* **Provided text**
Re: In search of the perfect Disassembler




Alex McDonald wrote:

| ===code snipped
| There's a great deal of confusion going on here, with both sides
| misunderstanding each other. The halting problem is to do with the
| _inspection_ of an algorithm. Given any arbitrary algorithm, there is
| no algorithm writable that can _inspect_ it and say definitively that
| it will halt.
|
| It is not difficult to disassemble this example above. Charles Crayne
| presented the simplest example,
|
| label: jmp label
|
| and that's trivial. So what does a disassembler do? Charles pointed out
| one analogy that's worth exploring, that of lossy jpeg compression.
|
| To get a bit more formal, assume that an assembler source program is a
| string S. (This could be a picture in bmp format). Then an assembler is
| a transformation function f that f(S) -> T, where T is the code (or the
| jpeg). There are possibly an infinity of S that transform to a single T;
| think of all the different types of assemblers (or compilers) that
| produce the same T from different source representations. There is
| therefore a loss of information content from S to T.
|
| A disassembler is a transformation function g(T) -> S'. There are many
| S' for a specific T; we may generate C, or assembler for RosAsm or HLA
| or...
|
| However, there should be no loss of information from T to S'; in
| other words f(g(T)) -> T; a disassembled program T should be compilable
| back to T. For example, the simplest example would be a disassembler
| generating a string of dbs for MASM from T; this will assemble under
| MASM to T. (RosAsm seems to fail on that score; it's broken by this
| definition).
|
| But there's no perfect disassembler, that is, one that has the property
| g(f(S)) -> S where S is the original assembler source. To do that
| requires that there is no information loss from S to T, that is, there
| is only one S that will generate a given T. Even though we restrict S
| to a single language, say RosAsm, there are many ways to specify the
| same T. (There may be languages where there is only a single S for each
| T; they would probably be unusable due to their lack of expressive
| power).

* **What the task requires**
Answer these from the forum post about disassemblers:
(a) What simplest example did Charles Crayne present?
(b) What analogy did Charles point out as worth exploring?
(c) What does the simplest example disassembler generate for MASM?

* **Raw data**
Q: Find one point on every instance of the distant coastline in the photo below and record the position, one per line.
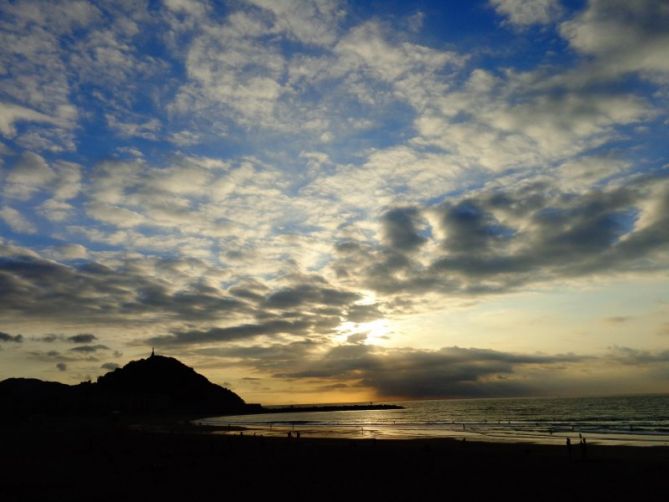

* **The response**
(a) label: jmp label
(b) Lossy jpeg compression
(c) A string of dbs